_TASKS:_
a - Return everything in the tip clearance flow text from "Best Practice Advice" down to "be particularly satisfactory.".
b - Answer these questions from the text on tip clearance flows:
(i) What number does the heading give this underlying flow regime?
(ii) Which journal published over 60 technical papers on the aerodynamics of tip clearance flows?
(iii) How many relevant publications would the list reach if the survey took in wind turbines, propellers and the other applications named?
c - Carry on the abstract about wing/blade tip and tip clearance flow from its final sentence.
Top of EXTRACT
Jump to navigation Jump to search

Front Page

Description

Test Case Studies

Evaluation

Best Practice Advice

References



Free Flows

Underlying Flow Regime 1-02

Abstract

The underlying flow regime (UFR) - wing/blade tip and tip clearance flow - documented here is of major importance in many aeronautical and turbomachinery applications. As a simple demonstration of its importance in gas turbine flows, the ASME Journal of Turbomachinery published over 60 technical papers on the subject of the aerodynamics of tip clearance flows in axial compressors and axial turbines during the decade from 1990 to 2000. If we were to extend this literature survey to applications in water turbines, radial compressors, pumps, ventilators, helicopter blades, propellers, turbochargers, wind turbines and aeroplane wings then the list would certainly extend to well over 1000 relevant publications in this period. Clearly this is not a subject where a brief review will be particularly satisfactory.
Bottom of EXTRACT
Top of DATA
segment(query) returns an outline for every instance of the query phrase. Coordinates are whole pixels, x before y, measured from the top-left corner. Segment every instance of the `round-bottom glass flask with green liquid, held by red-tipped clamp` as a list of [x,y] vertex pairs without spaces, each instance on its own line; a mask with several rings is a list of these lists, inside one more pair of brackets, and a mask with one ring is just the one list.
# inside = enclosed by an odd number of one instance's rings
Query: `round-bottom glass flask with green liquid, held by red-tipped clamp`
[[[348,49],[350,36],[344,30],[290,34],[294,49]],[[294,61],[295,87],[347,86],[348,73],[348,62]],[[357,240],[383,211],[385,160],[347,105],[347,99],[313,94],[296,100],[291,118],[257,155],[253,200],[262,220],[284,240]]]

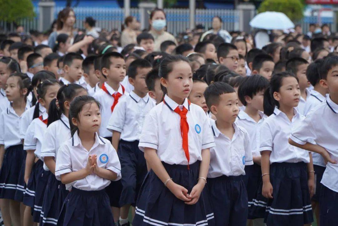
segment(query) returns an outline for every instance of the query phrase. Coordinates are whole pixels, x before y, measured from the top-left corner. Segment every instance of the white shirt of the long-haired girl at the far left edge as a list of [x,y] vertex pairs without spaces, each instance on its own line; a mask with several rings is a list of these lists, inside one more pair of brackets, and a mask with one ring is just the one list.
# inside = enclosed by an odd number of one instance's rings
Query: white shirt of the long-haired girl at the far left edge
[[[27,106],[26,109],[27,110]],[[0,144],[7,149],[10,146],[22,144],[19,125],[22,115],[19,116],[11,105],[0,114]]]

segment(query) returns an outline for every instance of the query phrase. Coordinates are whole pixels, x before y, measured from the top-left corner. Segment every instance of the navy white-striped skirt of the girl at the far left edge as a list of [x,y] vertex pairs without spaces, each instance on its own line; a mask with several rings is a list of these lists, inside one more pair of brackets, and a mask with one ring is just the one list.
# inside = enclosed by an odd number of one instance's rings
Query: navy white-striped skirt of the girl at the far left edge
[[15,195],[18,193],[18,201],[21,201],[19,194],[24,192],[24,185],[19,175],[26,154],[22,144],[6,149],[0,170],[0,199],[16,200]]

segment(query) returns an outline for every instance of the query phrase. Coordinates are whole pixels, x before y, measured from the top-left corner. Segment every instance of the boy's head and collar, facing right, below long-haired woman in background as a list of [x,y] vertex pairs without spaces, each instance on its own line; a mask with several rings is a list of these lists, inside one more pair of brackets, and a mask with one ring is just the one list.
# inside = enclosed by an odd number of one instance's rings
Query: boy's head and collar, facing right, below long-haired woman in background
[[64,85],[79,83],[82,77],[82,61],[83,58],[78,53],[70,52],[65,55],[63,61],[65,76],[60,78]]

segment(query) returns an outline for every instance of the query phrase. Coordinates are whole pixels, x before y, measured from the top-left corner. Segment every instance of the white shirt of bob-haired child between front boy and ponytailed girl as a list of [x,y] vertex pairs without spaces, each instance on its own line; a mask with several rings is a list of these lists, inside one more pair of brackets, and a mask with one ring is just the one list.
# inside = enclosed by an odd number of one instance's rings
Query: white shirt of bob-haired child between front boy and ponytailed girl
[[252,156],[254,157],[261,156],[259,151],[261,126],[263,121],[267,118],[263,112],[259,111],[258,113],[261,116],[261,119],[258,122],[252,119],[244,111],[240,111],[236,118],[236,124],[243,127],[249,133]]

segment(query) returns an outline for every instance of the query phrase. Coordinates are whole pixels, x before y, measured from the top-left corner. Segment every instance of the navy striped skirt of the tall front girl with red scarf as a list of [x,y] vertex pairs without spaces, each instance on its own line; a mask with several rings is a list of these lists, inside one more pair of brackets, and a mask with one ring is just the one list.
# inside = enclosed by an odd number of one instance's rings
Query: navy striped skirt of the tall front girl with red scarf
[[[197,161],[190,165],[170,165],[162,162],[172,180],[188,189],[196,185],[199,175]],[[136,203],[133,226],[215,225],[207,184],[195,205],[177,199],[163,182],[150,170],[144,179]]]

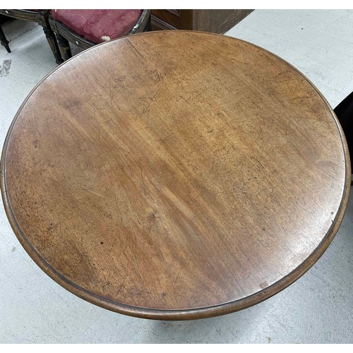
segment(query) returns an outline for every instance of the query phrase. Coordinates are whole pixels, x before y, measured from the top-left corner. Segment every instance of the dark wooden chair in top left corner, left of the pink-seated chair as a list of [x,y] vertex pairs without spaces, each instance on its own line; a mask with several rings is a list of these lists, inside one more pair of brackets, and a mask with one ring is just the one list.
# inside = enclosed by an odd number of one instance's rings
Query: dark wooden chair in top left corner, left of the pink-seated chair
[[49,10],[0,10],[0,14],[11,18],[16,18],[18,20],[28,20],[40,24],[44,30],[45,37],[47,37],[50,49],[52,49],[56,64],[61,64],[64,61],[61,58],[61,54],[55,39],[54,32],[52,31],[49,25]]

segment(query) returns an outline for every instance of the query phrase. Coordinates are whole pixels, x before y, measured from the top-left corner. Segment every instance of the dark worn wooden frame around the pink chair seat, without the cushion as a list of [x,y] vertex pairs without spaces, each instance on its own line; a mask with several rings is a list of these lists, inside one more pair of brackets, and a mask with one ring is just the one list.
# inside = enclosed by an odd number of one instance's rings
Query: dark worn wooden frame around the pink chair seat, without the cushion
[[[68,28],[63,23],[60,23],[58,20],[54,20],[52,16],[49,16],[49,23],[52,30],[54,30],[56,34],[56,39],[59,43],[61,55],[64,60],[70,59],[72,56],[70,42],[78,45],[78,47],[81,47],[83,49],[88,49],[90,47],[93,47],[94,45],[97,45],[97,43],[91,42],[85,37],[73,32],[73,30]],[[145,30],[149,30],[149,28],[150,10],[143,10],[140,15],[140,18],[138,18],[136,25],[131,28],[128,34],[133,35],[135,33],[144,32]]]

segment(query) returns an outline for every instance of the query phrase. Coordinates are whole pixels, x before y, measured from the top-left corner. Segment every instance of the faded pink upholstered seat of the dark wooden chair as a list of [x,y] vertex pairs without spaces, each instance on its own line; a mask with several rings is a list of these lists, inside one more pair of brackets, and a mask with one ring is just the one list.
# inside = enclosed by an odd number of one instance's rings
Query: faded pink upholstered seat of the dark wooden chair
[[112,40],[128,32],[142,10],[52,10],[50,14],[78,35],[94,43]]

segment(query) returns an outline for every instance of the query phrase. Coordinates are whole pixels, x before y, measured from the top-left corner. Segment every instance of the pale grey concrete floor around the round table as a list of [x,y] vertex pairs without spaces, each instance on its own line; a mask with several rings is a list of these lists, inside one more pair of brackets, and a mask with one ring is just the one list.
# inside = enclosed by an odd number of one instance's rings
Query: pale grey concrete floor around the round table
[[[3,26],[0,143],[30,90],[56,67],[42,28]],[[335,107],[353,90],[353,11],[251,13],[227,35],[299,68]],[[74,52],[78,52],[74,48]],[[353,343],[353,200],[333,243],[284,291],[244,311],[198,321],[149,321],[101,309],[60,287],[30,259],[0,206],[0,343]]]

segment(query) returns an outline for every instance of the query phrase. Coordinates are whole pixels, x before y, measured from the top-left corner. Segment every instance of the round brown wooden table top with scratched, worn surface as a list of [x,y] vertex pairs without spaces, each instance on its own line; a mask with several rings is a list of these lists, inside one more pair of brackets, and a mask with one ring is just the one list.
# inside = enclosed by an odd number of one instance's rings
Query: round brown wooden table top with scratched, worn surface
[[280,292],[347,207],[342,130],[299,71],[253,44],[148,32],[92,47],[32,90],[4,145],[20,243],[85,300],[205,318]]

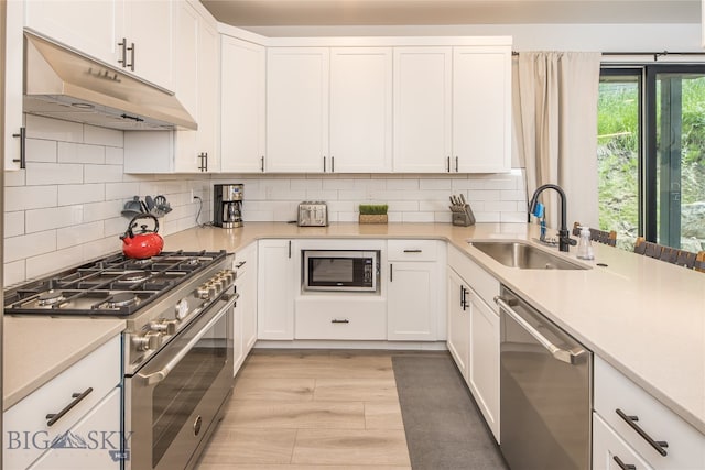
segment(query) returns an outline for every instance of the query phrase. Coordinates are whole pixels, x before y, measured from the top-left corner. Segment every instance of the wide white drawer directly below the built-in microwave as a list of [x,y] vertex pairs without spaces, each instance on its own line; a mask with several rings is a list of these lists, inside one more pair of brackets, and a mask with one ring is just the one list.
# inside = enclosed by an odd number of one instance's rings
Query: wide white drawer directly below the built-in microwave
[[387,339],[387,309],[383,302],[356,303],[341,297],[296,303],[296,339]]

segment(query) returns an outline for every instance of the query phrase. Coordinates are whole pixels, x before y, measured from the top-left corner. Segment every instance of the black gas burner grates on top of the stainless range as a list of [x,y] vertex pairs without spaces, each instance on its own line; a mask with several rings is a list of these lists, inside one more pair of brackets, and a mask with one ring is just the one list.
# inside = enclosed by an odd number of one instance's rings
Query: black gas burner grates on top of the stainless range
[[128,316],[226,258],[217,252],[163,252],[145,260],[115,254],[4,294],[6,314]]

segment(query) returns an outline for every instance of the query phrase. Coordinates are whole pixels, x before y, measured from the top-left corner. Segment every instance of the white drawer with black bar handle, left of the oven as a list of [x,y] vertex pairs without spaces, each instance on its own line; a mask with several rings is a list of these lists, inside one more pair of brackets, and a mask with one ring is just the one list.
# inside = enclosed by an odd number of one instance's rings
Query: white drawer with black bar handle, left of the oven
[[[117,336],[8,409],[3,414],[4,468],[26,468],[108,395],[120,383],[121,357]],[[93,391],[48,426],[46,415],[67,408],[77,400],[73,394],[88,389]]]

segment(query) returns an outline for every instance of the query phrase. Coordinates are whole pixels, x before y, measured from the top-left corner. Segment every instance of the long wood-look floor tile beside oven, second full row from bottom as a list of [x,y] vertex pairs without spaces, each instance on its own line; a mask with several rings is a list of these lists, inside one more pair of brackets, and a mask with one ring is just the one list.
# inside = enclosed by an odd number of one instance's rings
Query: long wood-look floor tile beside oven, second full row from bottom
[[241,428],[341,428],[365,429],[361,402],[274,402],[232,400],[226,416]]

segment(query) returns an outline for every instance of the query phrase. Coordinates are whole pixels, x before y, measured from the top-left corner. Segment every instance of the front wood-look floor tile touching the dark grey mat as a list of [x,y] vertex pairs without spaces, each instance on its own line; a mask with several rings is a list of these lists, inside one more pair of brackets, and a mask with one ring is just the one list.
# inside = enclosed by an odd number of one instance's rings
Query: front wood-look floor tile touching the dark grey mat
[[292,463],[410,466],[403,430],[300,429]]

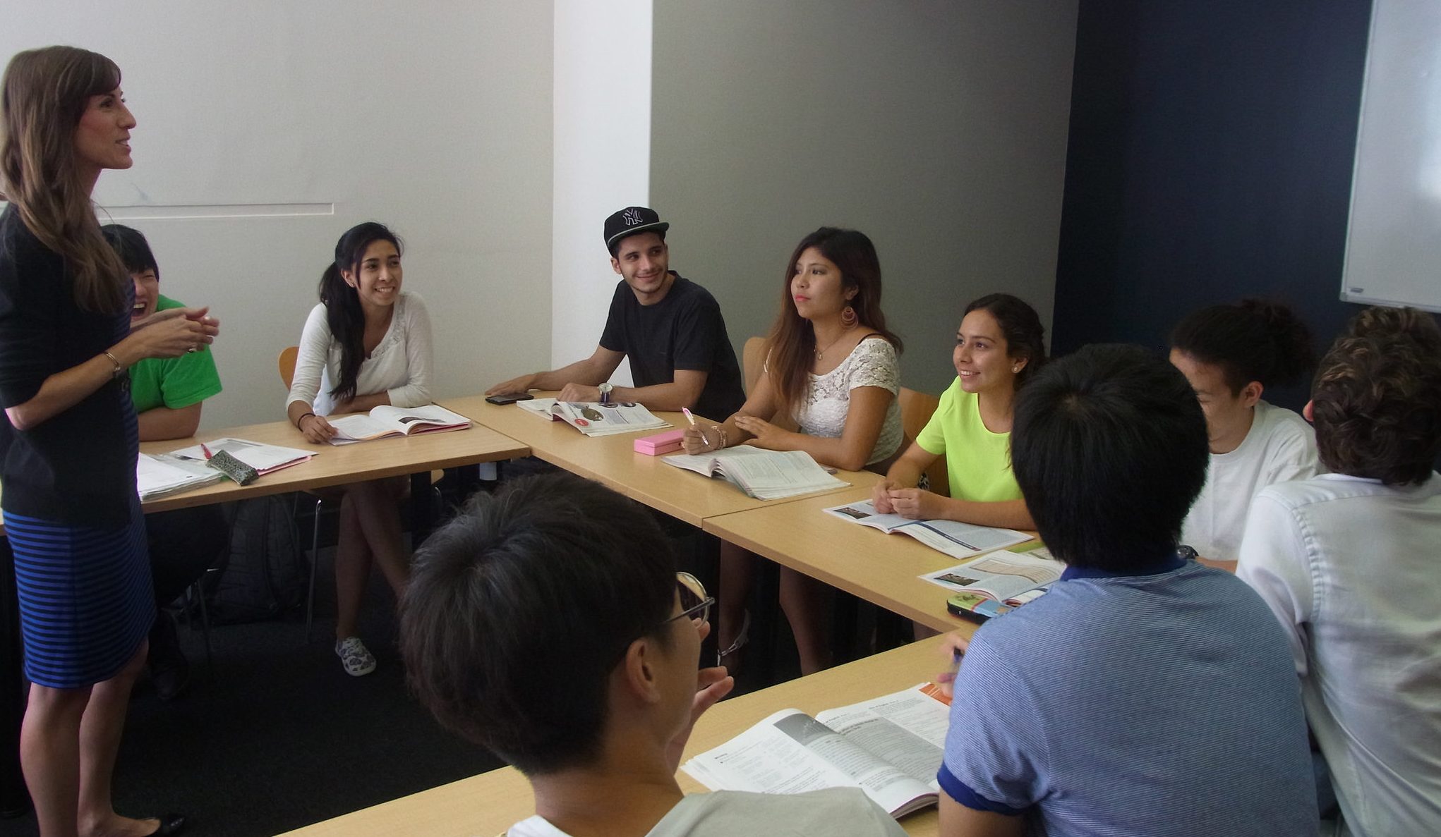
Bottom of DATA
_ANSWER SET:_
a -
Best Practice Advice

References



Free Flows

Underlying Flow Regime 1-02

Abstract

The underlying flow regime (UFR) - wing/blade tip and tip clearance flow - documented here is of major importance in many aeronautical and turbomachinery applications. As a simple demonstration of its importance in gas turbine flows, the ASME Journal of Turbomachinery published over 60 technical papers on the subject of the aerodynamics of tip clearance flows in axial compressors and axial turbines during the decade from 1990 to 2000. If we were to extend this literature survey to applications in water turbines, radial compressors, pumps, ventilators, helicopter blades, propellers, turbochargers, wind turbines and aeroplane wings then the list would certainly extend to well over 1000 relevant publications in this period. Clearly this is not a subject where a brief review will be particularly satisfactory.

b -
(i) 1-02
(ii) The ASME Journal of Turbomachinery
(iii) Well over 1000

c -
There are four main areas where this underlying flow regime - tip clearance flow and wing/blade tip flow - are important:

  • The turbomachinery industry is interested in tip clearance flows through the small clearance gaps between the rotating and stationary components. These gaps are either between the rotor blades and the casing or between the stator vanes and the shaft, and lead to a reduction in performance level (both in terms of efficiency and in operating range) and aerodynamically excited vibration and noise through the interaction of the tip clearance vortex with downstream blade rows. Tip gap related losses in turbomachinery may account for up to one third of the total losses. In the case of water turbines and pumps, additional strong interest is present in the cavitation which occurs in the low pressure core of the tip clearance vortex.
  • The aeroplane industry is interested in the formation, persistence, and motion of the trailing vortices from wings. This is partly as a source of drag (the induced drag caused by the downwash created by the trailing wake changes the direction of the force generated by each section and leads to a drag force even in an inviscid flow) and partly as a wake turbulence problem where the strength of the trailing vortices sets constraints on the nearness of aeroplanes on similar flight paths (particularly landing and take-off).
  • This is also relevant for the helicopter and propeller industry where the tip vortices generated by a rotor blade cause unfavourable aerodynamic problems, such as blade-vortex interaction, acoustic excitation, vortex-airframe interaction, ground resonance at take-off mode and so on.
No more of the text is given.